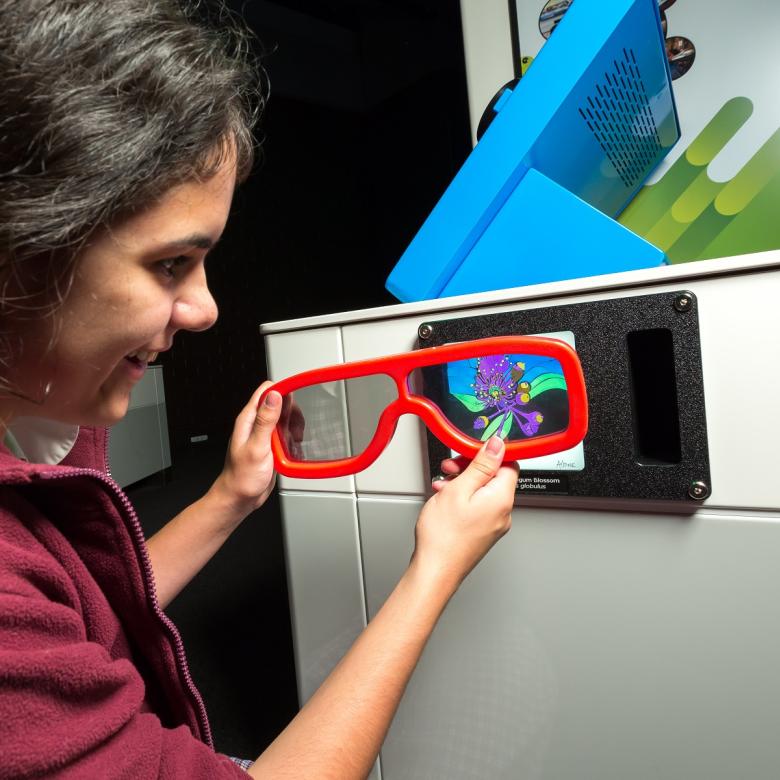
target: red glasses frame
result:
[260,336,588,479]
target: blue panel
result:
[442,170,666,297]
[386,0,679,301]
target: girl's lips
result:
[124,357,148,379]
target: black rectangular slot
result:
[626,328,681,466]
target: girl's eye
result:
[158,255,189,277]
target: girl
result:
[0,0,516,780]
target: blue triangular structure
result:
[386,0,680,301]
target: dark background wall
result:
[130,0,471,757]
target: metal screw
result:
[688,479,710,501]
[674,293,693,311]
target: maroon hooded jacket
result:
[0,428,246,780]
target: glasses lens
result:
[278,374,398,461]
[423,354,569,441]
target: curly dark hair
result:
[0,0,265,386]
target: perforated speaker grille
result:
[579,49,661,188]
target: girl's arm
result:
[249,438,517,780]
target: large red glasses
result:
[266,336,588,478]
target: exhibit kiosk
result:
[261,0,780,780]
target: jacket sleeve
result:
[0,512,251,780]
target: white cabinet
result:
[108,366,171,487]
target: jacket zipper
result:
[41,464,214,750]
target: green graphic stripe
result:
[618,97,753,235]
[618,155,699,236]
[645,211,688,255]
[685,97,753,167]
[665,203,733,263]
[696,170,780,260]
[528,374,566,398]
[619,97,780,263]
[715,130,780,215]
[671,168,723,224]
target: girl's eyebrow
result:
[155,233,217,252]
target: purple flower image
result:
[471,355,544,439]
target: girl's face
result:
[10,153,235,425]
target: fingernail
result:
[263,390,282,409]
[485,436,504,455]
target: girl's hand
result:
[212,382,282,517]
[411,436,518,592]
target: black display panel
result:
[418,291,711,504]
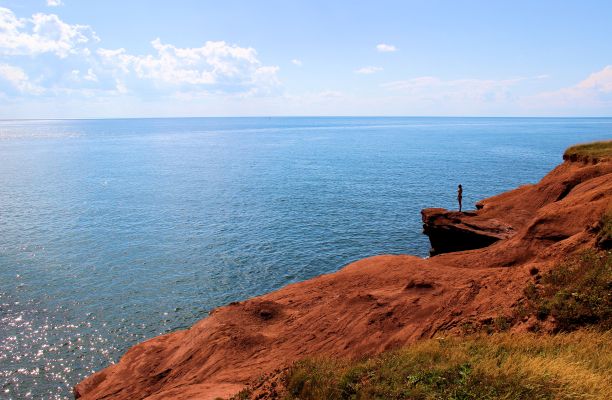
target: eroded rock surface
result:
[421,208,516,256]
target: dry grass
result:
[285,330,612,400]
[563,140,612,162]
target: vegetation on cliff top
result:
[270,248,612,400]
[285,330,612,400]
[563,140,612,162]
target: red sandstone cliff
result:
[75,157,612,400]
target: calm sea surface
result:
[0,118,612,399]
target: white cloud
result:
[355,66,382,75]
[0,7,99,58]
[0,64,43,94]
[381,76,545,115]
[376,43,397,53]
[97,39,279,91]
[524,65,612,114]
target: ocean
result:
[0,117,612,399]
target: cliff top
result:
[563,140,612,163]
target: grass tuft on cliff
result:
[285,330,612,400]
[563,140,612,162]
[525,250,612,331]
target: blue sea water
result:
[0,118,612,399]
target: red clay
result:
[75,161,612,400]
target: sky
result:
[0,0,612,119]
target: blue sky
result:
[0,0,612,118]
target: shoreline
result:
[75,148,612,399]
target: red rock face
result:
[75,161,612,400]
[421,208,516,256]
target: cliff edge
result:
[74,144,612,400]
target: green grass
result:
[285,330,612,400]
[523,250,612,331]
[597,209,612,250]
[563,140,612,162]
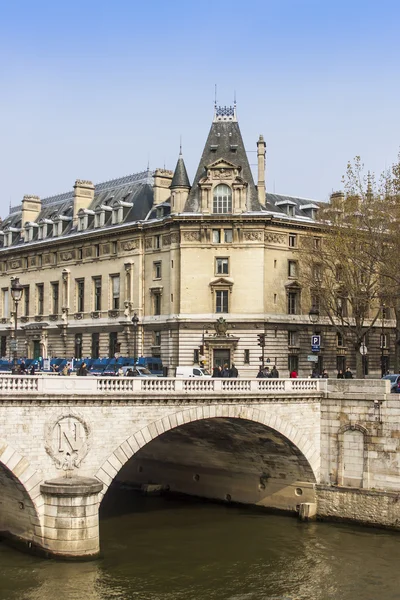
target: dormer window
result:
[213,184,232,214]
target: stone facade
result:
[0,376,400,556]
[0,107,394,376]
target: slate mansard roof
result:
[0,170,154,246]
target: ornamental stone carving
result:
[60,250,73,260]
[264,231,285,244]
[45,411,90,471]
[183,231,200,242]
[243,231,262,242]
[122,240,139,252]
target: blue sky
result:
[0,0,400,217]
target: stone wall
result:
[317,485,400,530]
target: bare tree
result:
[300,157,385,378]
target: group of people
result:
[257,365,279,379]
[212,363,239,377]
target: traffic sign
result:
[307,354,318,362]
[311,335,321,352]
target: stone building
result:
[0,107,390,376]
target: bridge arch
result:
[0,438,42,547]
[96,404,320,496]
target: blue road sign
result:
[311,335,321,352]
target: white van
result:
[175,367,211,378]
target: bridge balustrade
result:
[0,374,328,396]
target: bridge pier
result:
[40,477,103,559]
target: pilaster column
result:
[40,477,103,559]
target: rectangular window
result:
[288,260,297,277]
[36,283,44,315]
[288,354,299,373]
[92,333,100,358]
[22,285,29,317]
[215,290,229,313]
[153,261,161,279]
[215,258,229,275]
[111,275,120,310]
[213,229,221,244]
[153,294,161,315]
[288,292,299,315]
[288,331,299,347]
[51,281,59,315]
[76,279,85,312]
[108,331,119,358]
[379,333,389,348]
[224,229,233,244]
[93,277,101,311]
[1,288,10,317]
[75,333,82,358]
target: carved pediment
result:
[207,158,241,171]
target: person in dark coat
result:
[271,365,279,379]
[221,364,231,377]
[344,367,353,379]
[229,363,239,378]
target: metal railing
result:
[0,375,327,396]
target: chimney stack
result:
[257,135,266,206]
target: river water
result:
[0,491,400,600]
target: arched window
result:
[213,184,232,213]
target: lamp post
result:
[132,313,139,364]
[381,304,386,377]
[11,277,24,373]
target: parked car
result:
[382,373,400,394]
[122,366,153,377]
[175,367,211,378]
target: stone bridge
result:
[0,375,400,558]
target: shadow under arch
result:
[0,439,42,547]
[96,405,320,500]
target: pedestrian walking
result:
[271,365,279,379]
[344,367,353,379]
[221,363,230,377]
[229,363,239,378]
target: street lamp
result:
[381,304,386,377]
[132,313,139,364]
[11,277,24,373]
[308,305,319,325]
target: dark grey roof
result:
[265,192,320,217]
[171,154,190,189]
[185,115,260,212]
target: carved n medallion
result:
[45,412,91,471]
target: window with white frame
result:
[110,275,120,310]
[215,257,229,275]
[213,183,232,214]
[215,290,229,313]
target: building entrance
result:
[213,348,231,367]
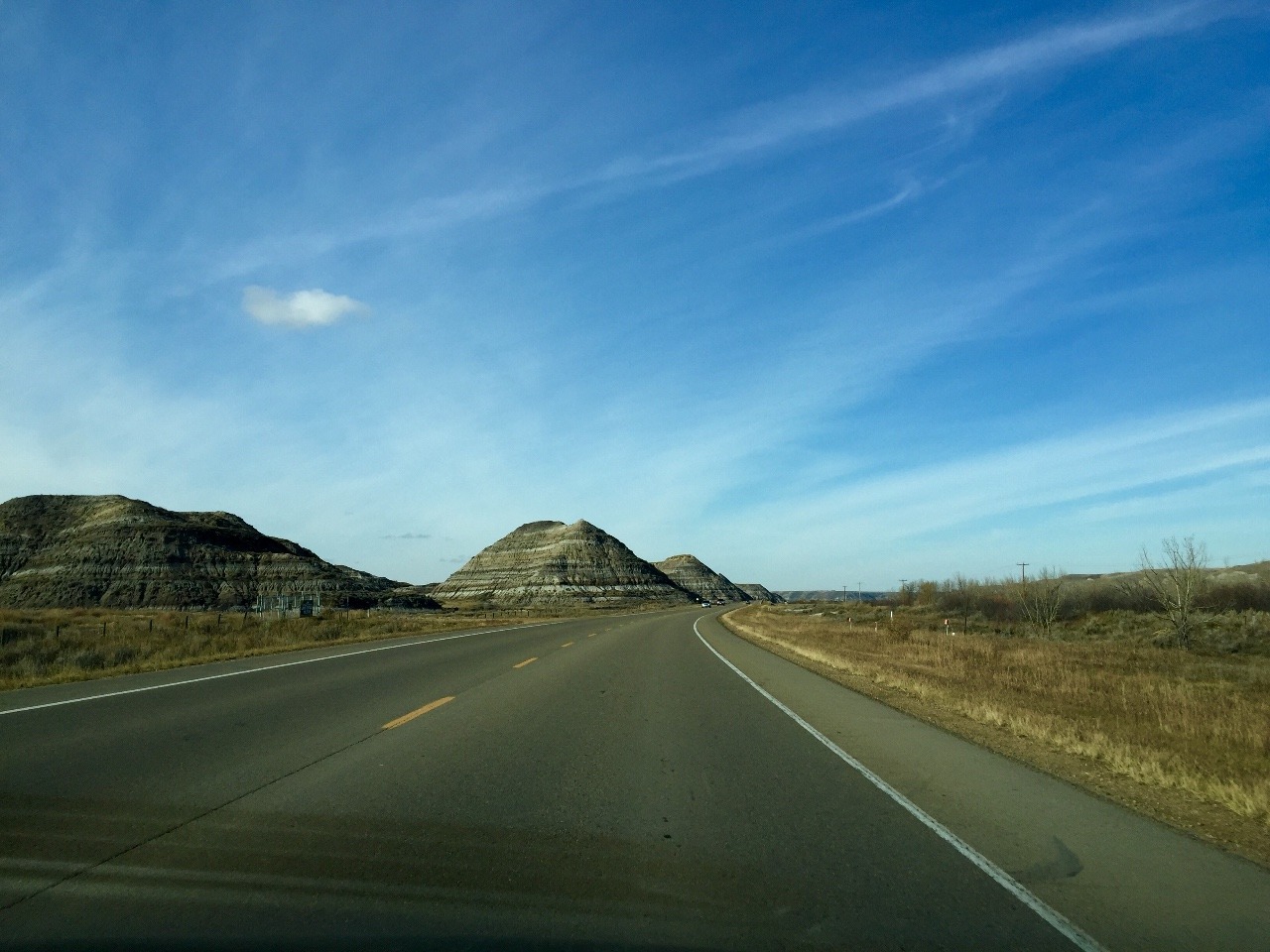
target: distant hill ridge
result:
[0,495,440,608]
[653,554,750,602]
[433,520,696,606]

**Task prompt:** Convert the data above into a Markdown table with two columns, "Row" and "Line," giving each non-blank line its own numbered row. Leave the pictures out.

**Solution for this exercise:**
| Row | Line |
|---|---|
| 1 | target: red glasses frame |
| 2 | result: |
| 3 | [260,336,588,479] |
| 4 | target: blue panel |
| 5 | result: |
| 6 | [442,170,666,297] |
| 7 | [386,0,679,301] |
| 8 | target: girl's lips |
| 9 | result: |
| 10 | [124,357,148,379] |
| 11 | target: black rectangular slot |
| 12 | result: |
| 13 | [626,328,681,466] |
| 14 | target: girl's eye |
| 15 | result: |
| 16 | [158,255,189,277] |
| 17 | target: girl |
| 18 | result: |
| 19 | [0,0,516,780] |
| 20 | target: blue triangular structure |
| 21 | result: |
| 22 | [386,0,680,301] |
| 23 | target: dark background wall |
| 24 | result: |
| 25 | [130,0,471,757] |
| 26 | target: metal screw |
| 27 | result: |
| 28 | [688,479,710,501] |
| 29 | [674,293,693,311] |
| 30 | target: maroon hooded jacket |
| 31 | result: |
| 32 | [0,428,246,780] |
| 33 | target: glasses lens |
| 34 | result: |
| 35 | [278,374,398,461] |
| 36 | [423,354,569,441] |
| 37 | target: curly dark hair |
| 38 | result: |
| 39 | [0,0,265,386] |
| 40 | target: perforated speaker grille |
| 41 | result: |
| 42 | [579,49,661,188] |
| 43 | target: girl's arm |
| 44 | result: |
| 45 | [249,438,517,780] |
| 46 | target: large red glasses |
| 47 | result: |
| 48 | [266,336,588,478] |
| 49 | target: exhibit kiosk |
| 50 | result: |
| 51 | [261,0,780,780] |
| 52 | target: jacket sleeve |
| 53 | result: |
| 54 | [0,512,251,780] |
| 55 | target: white cabinet |
| 56 | result: |
| 57 | [108,366,171,487] |
| 58 | target: jacket zipper |
| 59 | result: |
| 60 | [41,464,214,750] |
| 61 | target: green graphic stripe |
| 62 | result: |
| 63 | [618,97,753,235] |
| 64 | [618,155,699,236] |
| 65 | [645,211,688,255] |
| 66 | [685,97,753,167] |
| 67 | [665,203,733,263] |
| 68 | [696,170,780,260] |
| 69 | [528,374,566,398] |
| 70 | [619,97,780,263] |
| 71 | [715,130,780,215] |
| 72 | [671,168,723,224] |
| 73 | target: girl's eyebrow |
| 74 | result: |
| 75 | [155,233,217,252] |
| 76 | target: purple flower image |
| 77 | result: |
| 78 | [471,355,544,439] |
| 79 | target: girl's face |
| 80 | result: |
| 81 | [10,153,235,425] |
| 82 | target: fingernail |
| 83 | result: |
| 84 | [263,390,282,409] |
| 85 | [485,436,504,455] |
| 86 | target: girl's hand |
| 87 | result: |
| 88 | [212,382,282,517] |
| 89 | [411,436,518,592] |
| 90 | target: black display panel |
| 91 | result: |
| 92 | [418,291,711,504] |
| 93 | target: eroded rock surface |
| 94 | result: |
| 95 | [421,208,516,256] |
| 96 | target: dry grass |
| 97 | result: |
| 98 | [285,330,612,400] |
| 99 | [563,140,612,162] |
| 100 | target: vegetation on cliff top |
| 101 | result: |
| 102 | [270,248,612,400] |
| 103 | [285,330,612,400] |
| 104 | [563,140,612,162] |
| 105 | target: red sandstone cliff |
| 106 | result: |
| 107 | [75,157,612,400] |
| 108 | target: calm sea surface |
| 109 | result: |
| 110 | [0,118,612,399] |
| 111 | target: white cloud |
| 112 | result: |
| 113 | [355,66,382,75] |
| 114 | [0,7,99,58] |
| 115 | [0,64,43,94] |
| 116 | [381,76,545,115] |
| 117 | [376,43,397,53] |
| 118 | [97,39,279,91] |
| 119 | [524,65,612,114] |
| 120 | target: ocean |
| 121 | result: |
| 122 | [0,117,612,399] |
| 123 | target: cliff top |
| 124 | result: |
| 125 | [563,140,612,163] |
| 126 | target: grass tuft on cliff |
| 127 | result: |
| 128 | [285,330,612,400] |
| 129 | [563,140,612,162] |
| 130 | [525,250,612,331] |
| 131 | target: blue sea water |
| 132 | result: |
| 133 | [0,118,612,399] |
| 134 | target: red clay |
| 135 | result: |
| 136 | [75,161,612,400] |
| 137 | target: sky |
| 138 | result: |
| 139 | [0,0,612,119] |
| 140 | target: blue sky |
| 141 | result: |
| 142 | [0,0,612,118] |
| 143 | target: shoreline |
| 144 | result: |
| 145 | [75,148,612,399] |
| 146 | target: red rock face |
| 147 | result: |
| 148 | [75,161,612,400] |
| 149 | [421,208,516,256] |
| 150 | target: cliff edge |
| 151 | result: |
| 152 | [74,144,612,400] |
| 153 | target: green grass |
| 154 | result: |
| 155 | [285,330,612,400] |
| 156 | [523,250,612,331] |
| 157 | [597,209,612,250] |
| 158 | [563,140,612,162] |
| 159 | target: dormer window |
| 160 | result: |
| 161 | [213,184,232,214] |
| 162 | target: stone facade |
| 163 | result: |
| 164 | [0,376,400,556] |
| 165 | [0,107,394,376] |
| 166 | target: slate mansard roof |
| 167 | result: |
| 168 | [0,170,154,246] |
| 169 | target: ornamental stone carving |
| 170 | result: |
| 171 | [60,250,73,260] |
| 172 | [264,231,285,244] |
| 173 | [45,411,90,471] |
| 174 | [183,231,200,242] |
| 175 | [243,231,262,242] |
| 176 | [122,240,139,252] |
| 177 | target: blue sky |
| 178 | result: |
| 179 | [0,0,400,217] |
| 180 | target: stone wall |
| 181 | result: |
| 182 | [317,485,400,530] |
| 183 | target: bare tree |
| 184 | result: |
| 185 | [300,157,385,378] |
| 186 | target: group of people |
| 187 | result: |
| 188 | [257,365,279,379] |
| 189 | [212,363,239,377] |
| 190 | target: traffic sign |
| 191 | result: |
| 192 | [307,354,318,362] |
| 193 | [311,335,321,352] |
| 194 | target: stone building |
| 195 | result: |
| 196 | [0,107,390,376] |
| 197 | target: bridge arch |
| 198 | result: |
| 199 | [0,438,42,547] |
| 200 | [96,404,320,496] |
| 201 | target: blue road sign |
| 202 | result: |
| 203 | [311,335,321,352] |
| 204 | target: white van |
| 205 | result: |
| 206 | [175,367,211,378] |
| 207 | target: bridge balustrade |
| 208 | result: |
| 209 | [0,374,328,396] |
| 210 | target: bridge pier |
| 211 | result: |
| 212 | [40,477,103,559] |
| 213 | target: pilaster column |
| 214 | result: |
| 215 | [40,477,103,559] |
| 216 | target: rectangular window |
| 217 | result: |
| 218 | [288,260,297,277] |
| 219 | [36,283,44,315] |
| 220 | [288,354,299,373] |
| 221 | [92,333,100,358] |
| 222 | [22,285,29,317] |
| 223 | [215,290,229,313] |
| 224 | [153,261,161,279] |
| 225 | [215,258,229,275] |
| 226 | [111,275,120,310] |
| 227 | [213,229,221,244] |
| 228 | [153,294,161,315] |
| 229 | [288,292,299,315] |
| 230 | [288,331,299,347] |
| 231 | [51,281,59,315] |
| 232 | [76,279,85,312] |
| 233 | [108,331,119,358] |
| 234 | [379,333,389,348] |
| 235 | [224,229,233,244] |
| 236 | [93,277,101,311] |
| 237 | [1,288,10,317] |
| 238 | [75,333,82,358] |
| 239 | target: carved pediment |
| 240 | result: |
| 241 | [207,158,241,171] |
| 242 | target: person in dark coat |
| 243 | result: |
| 244 | [271,365,279,379] |
| 245 | [221,364,231,377] |
| 246 | [344,367,353,379] |
| 247 | [229,363,239,378] |
| 248 | target: metal railing |
| 249 | result: |
| 250 | [0,375,327,396] |
| 251 | target: chimney stack |
| 252 | result: |
| 253 | [257,135,266,206] |
| 254 | target: river water |
| 255 | result: |
| 256 | [0,491,400,600] |
| 257 | target: arched window |
| 258 | result: |
| 259 | [213,184,232,213] |
| 260 | target: lamp post |
| 261 | result: |
| 262 | [132,313,139,364] |
| 263 | [381,304,386,377] |
| 264 | [11,277,24,373] |
| 265 | target: parked car |
| 266 | result: |
| 267 | [382,373,400,394] |
| 268 | [122,366,153,377] |
| 269 | [175,367,211,378] |
| 270 | target: stone bridge |
| 271 | result: |
| 272 | [0,375,400,558] |
| 273 | target: shadow under arch |
| 274 | result: |
| 275 | [0,439,42,547] |
| 276 | [96,405,320,500] |
| 277 | target: pedestrian walking |
| 278 | result: |
| 279 | [271,365,279,379] |
| 280 | [344,367,353,379] |
| 281 | [221,363,230,377] |
| 282 | [229,363,239,378] |
| 283 | target: street lamp |
| 284 | result: |
| 285 | [381,304,386,377] |
| 286 | [132,313,139,364] |
| 287 | [11,277,24,373] |
| 288 | [308,305,319,325] |
| 289 | target: dark grey roof |
| 290 | result: |
| 291 | [265,192,320,217] |
| 292 | [171,154,190,189] |
| 293 | [185,115,260,212] |
| 294 | target: carved n medallion |
| 295 | result: |
| 296 | [45,412,91,471] |
| 297 | target: window with white frame |
| 298 | result: |
| 299 | [110,275,120,310] |
| 300 | [215,257,229,275] |
| 301 | [213,183,232,214] |
| 302 | [215,290,229,313] |
| 303 | target: building entrance |
| 304 | result: |
| 305 | [213,348,231,367] |
| 306 | target: distant hill ridge |
| 307 | result: |
| 308 | [0,495,440,608] |
| 309 | [653,554,750,602] |
| 310 | [433,520,696,606] |